#### [To do]
Carry on the forum post about the Scary Tales version of Tempt Your Fate from its last sentence, leaving the material that follows it aside.

#### [Excerpted text]
↓↓↓

# Scary Tales Tempt Your Fate



## Tannasgach (Nov 1, 2009)

I'm planning on playing Tempt Your Fate at our Scary Tales party. First I thought I would put the fates in golden eggs but then came across an excellent idea posted on here by a member. Roll the fates into a small scroll and insert them into spider rings then hang the rings on a giant web.
Using many of the fates from this thread: http://www.halloweenforum.com/party...pes/74140-tempt-your-fate-game-bad-fates.html I came up with a list:

The Frog Prince-hop like a frog
Ugly Duckling – waddle and quack like a duck
Chicken Little- pretend you are a chicken being pluck
Big Bad Wolf –howl at the moon
Three Little Pigs –oink like a pig and get 2 friends to join you
Itsy Bitsy Spider-crawl like a spider 
Emperor’s New Clothes-ask a stranger what color underwear they are wearing and then announce it to everyone.
Puss in Boots-make believe you are a cat for 5 minutes
Baa Baa Black Sheep-you may not talk for five minutes, you may however baaaa…
Princess and the Pea- act like a princess then eat some wasabi peas
Ring around the Rosie – play ring around the rosie with 3 friends
Rock a Bye Baby – cry and wail like a baby
Jack be Nimble- do your highest high jump
Little Jack Horner- you are sent to the corner for 3 minutes
Golden Goose – goose the person closest to you
Captain Hook – talk like a pirate for 5 minutes, ‘arrgh matey’
Humpty Dumpty-make believe you are laying an egg
Queen of Hearts – pretend you are having a heart attack
The Seven Dwarfs-name all 7 dwarfs
Georgie Porgie –kiss the cheeks of 5 girls
Pinocchio –tweak the nose of 5 people 
Three Blind Mice -you must be blindfolded for 5 minutes
One Two, Buckle my Shoe-lace your ankles together for 5 minutes
Ride a Cockhorse to Banbury Cross- gallop around the room yelling ‘giddy up’
Cinderella –you are a slave to the person on your right for 5 minutes
Sleeping Beauty –lie down on the floor and ‘go to sleep’ for 5 minutes
The Little Mermaid – swim one lap in the pool…just joking,….pick another fate
Beauty and the Beast- pretend you are a scary beast

Yes, I know they're silly and goofy but so are my friends , and they will be teens...errr.....'young adults' (age 17-18) at the party so I can't have drinking fates.

↑↑↑

#### [Information provided]
↓↓↓

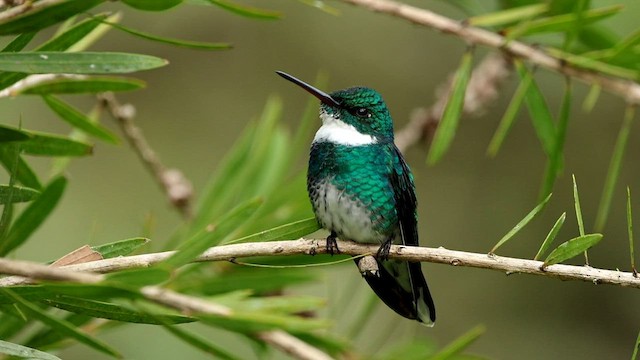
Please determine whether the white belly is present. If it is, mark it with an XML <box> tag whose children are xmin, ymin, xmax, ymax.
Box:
<box><xmin>313</xmin><ymin>181</ymin><xmax>385</xmax><ymax>243</ymax></box>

↑↑↑

#### [The response]
I'm not sure how to distribute the prizes though. Should I individually wrap each prize and place them in a cauldron and if a guest performs a fate, they get to pick a prize? How do you give out the prizes for Tempt Your Fate?


----------



## pumpkinpie (Jul 9, 2011)

You are AMAZING Tannasgach...I was wanting to do the same thing just hadn't put the effort out, LOL Hope you dont mind if I just steal your geniousness


----------



## Tannasgach (Nov 1, 2009)

By all means, steal away....just let me know if you add any more ideas to this list.


----------



## pumpkinpie (Jul 9, 2011)

I will and thank you so much


----------



## chinclub (Oct 6, 2011)

I combined my tempt-your-fate game to an end of the night auction. Winners in all games got glow in the dark bracelets from me. At the end of the night each bracelet was worth so many Halloween dollars. Those were used to bid on the main prizes. Our party was for teens and they loved it. (All ideas came from threads on this site. I can't take credit for them)


----------



## Paint It Black (Sep 15, 2011)

really fun party ideas guys


----------



## offmymeds (May 26, 2010)

That sounds like a blast!! 

I only gave prizes to the people who picked out a "good" fate. If they got a bad fate they had to do something silly or take a shot of some nasty drink. Instead of having your guest drink something, you could have them eat some nasty baby food. (if they choose not to perform their fate) Give it some gross name.....

Whatever you decide, it does sound like great fun!!


----------



## Tannasgach (Nov 1, 2009)

oh yeah, that's right...I think it's the good fates that get a prize.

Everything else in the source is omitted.